======== Extract provided
Its not that mad, i remember thinking i had been done speeding so in a panic i did a insurance quote to see how much extra 3 points would cost me and to my amazement the quote with 3 points came back £15 cheaper than a clean licence ! (i didnt get any points after all though).


----------



## Nanoman

DW58 said:


> "Hi" and "Regards" in a formal letter, surely not a chatty e-mail?
> 
> What ever happened to "Dear Sirs" and "Yours Faithfully" bearing in mind your communication will need to be produced in evidence?


This'll have zero effect on the evidence I produce, in a letter I'd do it differently but in an e-mail it's 'Hi' and 'Regards'.



BRYHER said:


> Looks like you have looked up the legislation on signs, size, shape etc.
> *Go measure them*.
> 
> Now look for the *LOCAL ORDER* for the *ERECTION* of the said signs and see if they match! Position, sighting, height. Do they, if not the legality may be questioned!
> The local order for the signs usually states many of these things perhaps even who has to erect them .
> 
> Under the *freedom of information act* ask for details of numbers of prosecutions here and perhaps see how many more people put up the arguments you are, that is:-
> 
> Poor approach visibility (You could go to the location at the same time of day you passed through and take lots of photographs of obstructed views of the signage)
> 
> Misleading road markings straight on large white arrows (mitigation no real weight in law? Scotland!) Have these been changed recently by the council? If so it may go towards showing some acceptance and therefore blame from local government/highways that what was there before was inadequate or at fault etc.
> 
> If others have also gone to court to fight this or if complaints have been raised with the police and or council (freedom of information act ask) then if this is so the council/authorities are duty bound to put things right, I'd have thought as this (in other circumstances) would be a safety issue PEOPLE GOING UP ONE WAY STREETS the wrong way, I understand this is in effect a restricted access area and perhaps NO ENTRY signs are not appropriate?
> 
> Are these no entry just revenue makers? They don't appear to be for safety!
> 
> Long post from me a bit rambling have you spoken to local newspapers to see if this is common known about problem (plus it gives them a story).
> 
> Pass this by your lawyer pal see what he thinks. Laws are made usually for safety reasons and rules are there to bee kept if local authority breaks these when planing for signs or do not fit them correctly according to the rules then they should be held accountable, just remember if you prove the points and escape an unfair prosecution you likely unlock the flood gates for past bad prosecutions,
> 
> Michael


Thanks Michael. As S63 said it's an excellent contribution to the thread. (I nearly missed it).

I'll take your advice on the FOI requests I think. My 'Lawyer' is my mate who is a fully qualified & practicing lawyer but I'm not paying for his services.
================
======== Raw data
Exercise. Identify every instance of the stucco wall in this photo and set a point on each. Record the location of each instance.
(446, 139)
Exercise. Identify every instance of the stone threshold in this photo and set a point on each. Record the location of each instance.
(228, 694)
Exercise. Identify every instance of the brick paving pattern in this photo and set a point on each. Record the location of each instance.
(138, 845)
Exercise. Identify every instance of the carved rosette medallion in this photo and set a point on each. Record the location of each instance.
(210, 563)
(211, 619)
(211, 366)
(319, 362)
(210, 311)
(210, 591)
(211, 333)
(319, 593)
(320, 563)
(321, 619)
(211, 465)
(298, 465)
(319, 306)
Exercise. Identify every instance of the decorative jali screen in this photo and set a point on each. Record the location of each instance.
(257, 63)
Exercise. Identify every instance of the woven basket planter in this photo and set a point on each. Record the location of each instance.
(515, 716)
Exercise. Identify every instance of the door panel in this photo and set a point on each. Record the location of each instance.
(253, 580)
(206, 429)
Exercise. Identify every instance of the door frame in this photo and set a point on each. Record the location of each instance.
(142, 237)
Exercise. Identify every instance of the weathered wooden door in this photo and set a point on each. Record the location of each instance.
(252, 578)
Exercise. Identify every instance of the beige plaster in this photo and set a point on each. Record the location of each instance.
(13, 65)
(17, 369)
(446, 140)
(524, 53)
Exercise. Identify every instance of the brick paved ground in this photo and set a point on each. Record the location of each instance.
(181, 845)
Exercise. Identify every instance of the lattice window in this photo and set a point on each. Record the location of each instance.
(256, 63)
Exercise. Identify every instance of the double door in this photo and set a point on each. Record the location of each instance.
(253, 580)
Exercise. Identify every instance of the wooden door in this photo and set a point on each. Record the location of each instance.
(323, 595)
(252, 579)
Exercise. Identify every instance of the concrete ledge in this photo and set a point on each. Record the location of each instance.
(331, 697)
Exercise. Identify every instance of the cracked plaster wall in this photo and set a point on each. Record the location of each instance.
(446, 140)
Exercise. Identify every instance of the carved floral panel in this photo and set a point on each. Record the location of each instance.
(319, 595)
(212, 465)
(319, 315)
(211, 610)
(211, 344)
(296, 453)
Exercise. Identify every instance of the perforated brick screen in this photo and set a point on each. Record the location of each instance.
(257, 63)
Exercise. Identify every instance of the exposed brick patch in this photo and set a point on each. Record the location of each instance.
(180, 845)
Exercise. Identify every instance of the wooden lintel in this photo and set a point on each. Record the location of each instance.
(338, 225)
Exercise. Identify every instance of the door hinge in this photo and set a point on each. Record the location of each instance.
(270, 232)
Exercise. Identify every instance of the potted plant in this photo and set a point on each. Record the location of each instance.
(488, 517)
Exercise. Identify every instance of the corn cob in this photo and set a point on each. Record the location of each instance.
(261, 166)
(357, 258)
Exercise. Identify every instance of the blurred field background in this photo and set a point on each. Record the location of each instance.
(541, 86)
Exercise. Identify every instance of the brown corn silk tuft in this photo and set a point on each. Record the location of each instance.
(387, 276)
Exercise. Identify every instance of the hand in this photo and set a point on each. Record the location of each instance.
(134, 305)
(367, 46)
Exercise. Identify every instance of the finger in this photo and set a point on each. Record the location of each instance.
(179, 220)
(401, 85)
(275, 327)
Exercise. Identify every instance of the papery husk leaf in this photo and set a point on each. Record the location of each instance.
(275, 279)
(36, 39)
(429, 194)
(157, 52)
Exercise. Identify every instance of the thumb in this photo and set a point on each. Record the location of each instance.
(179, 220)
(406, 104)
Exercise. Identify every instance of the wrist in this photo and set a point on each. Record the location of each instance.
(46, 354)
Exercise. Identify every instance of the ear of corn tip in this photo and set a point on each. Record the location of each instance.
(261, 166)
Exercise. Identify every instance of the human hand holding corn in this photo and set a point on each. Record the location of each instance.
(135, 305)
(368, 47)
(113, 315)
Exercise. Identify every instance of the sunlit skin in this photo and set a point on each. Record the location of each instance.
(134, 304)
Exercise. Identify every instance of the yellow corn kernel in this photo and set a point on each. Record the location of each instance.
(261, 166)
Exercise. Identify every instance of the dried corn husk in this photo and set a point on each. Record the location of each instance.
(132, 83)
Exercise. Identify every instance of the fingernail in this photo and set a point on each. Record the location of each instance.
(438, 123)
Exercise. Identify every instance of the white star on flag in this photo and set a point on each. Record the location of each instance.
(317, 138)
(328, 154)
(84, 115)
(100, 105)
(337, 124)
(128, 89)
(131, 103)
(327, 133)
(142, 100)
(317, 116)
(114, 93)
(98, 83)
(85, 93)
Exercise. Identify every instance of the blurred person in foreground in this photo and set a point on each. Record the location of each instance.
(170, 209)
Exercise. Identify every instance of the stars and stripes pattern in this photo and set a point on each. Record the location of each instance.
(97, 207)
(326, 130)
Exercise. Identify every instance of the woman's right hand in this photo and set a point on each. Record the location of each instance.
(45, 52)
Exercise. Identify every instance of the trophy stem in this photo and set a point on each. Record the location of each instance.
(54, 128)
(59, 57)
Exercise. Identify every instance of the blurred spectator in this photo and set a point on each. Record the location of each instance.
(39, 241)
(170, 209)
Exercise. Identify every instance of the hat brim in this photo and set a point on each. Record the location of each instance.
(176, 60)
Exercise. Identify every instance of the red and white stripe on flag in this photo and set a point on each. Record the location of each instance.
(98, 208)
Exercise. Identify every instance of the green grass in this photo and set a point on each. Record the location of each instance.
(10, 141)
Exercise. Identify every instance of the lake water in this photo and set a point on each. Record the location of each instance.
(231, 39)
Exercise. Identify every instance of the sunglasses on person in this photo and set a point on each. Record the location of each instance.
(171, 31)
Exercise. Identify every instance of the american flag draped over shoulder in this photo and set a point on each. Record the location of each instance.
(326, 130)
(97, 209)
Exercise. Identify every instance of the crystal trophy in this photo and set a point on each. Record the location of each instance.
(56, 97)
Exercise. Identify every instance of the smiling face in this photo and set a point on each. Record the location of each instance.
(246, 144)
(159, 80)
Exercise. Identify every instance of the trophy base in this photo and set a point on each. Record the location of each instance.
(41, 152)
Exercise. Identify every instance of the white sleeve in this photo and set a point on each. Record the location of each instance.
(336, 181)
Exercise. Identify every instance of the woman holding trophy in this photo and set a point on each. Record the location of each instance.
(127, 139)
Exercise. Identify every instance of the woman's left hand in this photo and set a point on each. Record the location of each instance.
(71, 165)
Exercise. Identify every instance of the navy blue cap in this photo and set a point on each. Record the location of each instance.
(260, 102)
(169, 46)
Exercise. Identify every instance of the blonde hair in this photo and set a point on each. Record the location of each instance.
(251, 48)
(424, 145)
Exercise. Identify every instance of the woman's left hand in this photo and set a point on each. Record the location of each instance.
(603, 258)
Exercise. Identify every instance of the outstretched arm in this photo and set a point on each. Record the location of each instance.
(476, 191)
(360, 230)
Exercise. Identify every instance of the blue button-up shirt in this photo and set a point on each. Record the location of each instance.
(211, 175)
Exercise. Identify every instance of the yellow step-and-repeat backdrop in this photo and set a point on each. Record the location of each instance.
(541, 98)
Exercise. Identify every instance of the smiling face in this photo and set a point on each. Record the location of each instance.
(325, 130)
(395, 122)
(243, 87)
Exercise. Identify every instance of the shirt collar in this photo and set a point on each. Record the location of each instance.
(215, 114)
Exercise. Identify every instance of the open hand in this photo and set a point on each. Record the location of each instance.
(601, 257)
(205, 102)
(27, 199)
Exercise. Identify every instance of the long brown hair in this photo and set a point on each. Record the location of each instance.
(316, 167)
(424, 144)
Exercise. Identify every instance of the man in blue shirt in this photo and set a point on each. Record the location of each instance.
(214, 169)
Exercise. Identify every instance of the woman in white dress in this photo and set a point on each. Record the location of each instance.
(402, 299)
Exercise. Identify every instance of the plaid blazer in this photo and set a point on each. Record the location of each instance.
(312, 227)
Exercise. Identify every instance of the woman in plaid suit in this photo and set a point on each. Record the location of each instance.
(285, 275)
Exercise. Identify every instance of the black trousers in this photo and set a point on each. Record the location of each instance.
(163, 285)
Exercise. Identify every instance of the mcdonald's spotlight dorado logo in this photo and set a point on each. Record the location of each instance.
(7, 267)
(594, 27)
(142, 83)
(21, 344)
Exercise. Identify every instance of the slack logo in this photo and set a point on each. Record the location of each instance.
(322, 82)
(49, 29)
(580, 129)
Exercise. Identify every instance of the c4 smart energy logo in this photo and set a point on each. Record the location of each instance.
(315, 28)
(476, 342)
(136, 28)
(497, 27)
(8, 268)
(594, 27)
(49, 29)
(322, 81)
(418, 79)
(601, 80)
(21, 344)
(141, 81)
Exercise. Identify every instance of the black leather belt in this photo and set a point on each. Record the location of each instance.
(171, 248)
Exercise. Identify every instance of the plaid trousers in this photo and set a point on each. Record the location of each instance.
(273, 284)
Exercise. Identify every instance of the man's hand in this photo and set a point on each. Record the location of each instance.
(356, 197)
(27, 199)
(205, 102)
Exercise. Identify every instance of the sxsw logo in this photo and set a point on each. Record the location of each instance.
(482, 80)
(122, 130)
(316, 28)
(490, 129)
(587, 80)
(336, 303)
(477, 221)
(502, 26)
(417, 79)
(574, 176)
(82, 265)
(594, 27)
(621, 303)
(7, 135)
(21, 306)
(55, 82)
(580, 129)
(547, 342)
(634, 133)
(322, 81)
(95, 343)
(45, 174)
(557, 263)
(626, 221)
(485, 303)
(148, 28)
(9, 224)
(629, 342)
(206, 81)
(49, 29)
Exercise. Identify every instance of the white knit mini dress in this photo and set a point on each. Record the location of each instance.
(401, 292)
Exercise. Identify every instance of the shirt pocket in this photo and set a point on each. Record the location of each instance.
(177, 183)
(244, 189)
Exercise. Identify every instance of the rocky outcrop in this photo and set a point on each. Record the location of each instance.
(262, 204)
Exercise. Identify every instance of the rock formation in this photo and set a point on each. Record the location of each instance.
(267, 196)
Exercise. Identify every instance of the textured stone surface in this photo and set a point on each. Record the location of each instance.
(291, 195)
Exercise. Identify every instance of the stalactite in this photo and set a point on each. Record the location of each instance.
================
Problems to work on ->
**a.** List every greeting or sign-off phrase that the forum thread on the no-entry sign prosecution puts in quotation marks.
**b.** In the forum thread on the no-entry sign prosecution, how did the insurance quote with 3 points compare to the quote for a clean licence?
**c.** Resume the forum thread on the no-entry sign prosecution, starting right after its final sentence.

Responses to the tasks ->
**a.**
"Hi"
"Regards"
"Dear Sirs"
"Yours Faithfully"

**b.** It came back £15 cheaper than a clean licence.

**c.**
I've got 24 days to get enough evidence together to have very little doubt of the outcome whilst representing myself.


----------



## Nanoman

test post: saw some posts appear last night that disappeared shortly afterwards and then it's gone terribly quiet. This is just a test to see if I get an error message.


----------



## BRYHER

I also thought about another argument/point of interest that may apply pressure on local government which is:- *"NOT IN THE PUBLIC INTEREST"*... that would be to spend a lot of money taking you to court over a matter that you may well win or not but costs a great amount of time and money ...2 police officers (I think you need 2 in Scotland), perhaps documentation from planning (may be the officer too), whoever erected the signs to state they were in accordance with planning, the list could go on because if the planing, passing of plans, legality of location,and erection, limitations etc, haven't been done correctly start to finish then you may have a case. Notwithstanding Win or Lose, the local papers would pick it up at court, think how many people might also feel aggrieved at these signs and surface afterwards (your Lawyer mate could make a killing supporting them).

Now did they give you a *NIP* notice of intended prosecution? or a fixed penalty notice ? (there used to be a time limit on NIP or the case was lost in ENGLAND). I'm not sure but can they give you a *FPN* (fixed penalty notice) if you denied the offence at the scene ?!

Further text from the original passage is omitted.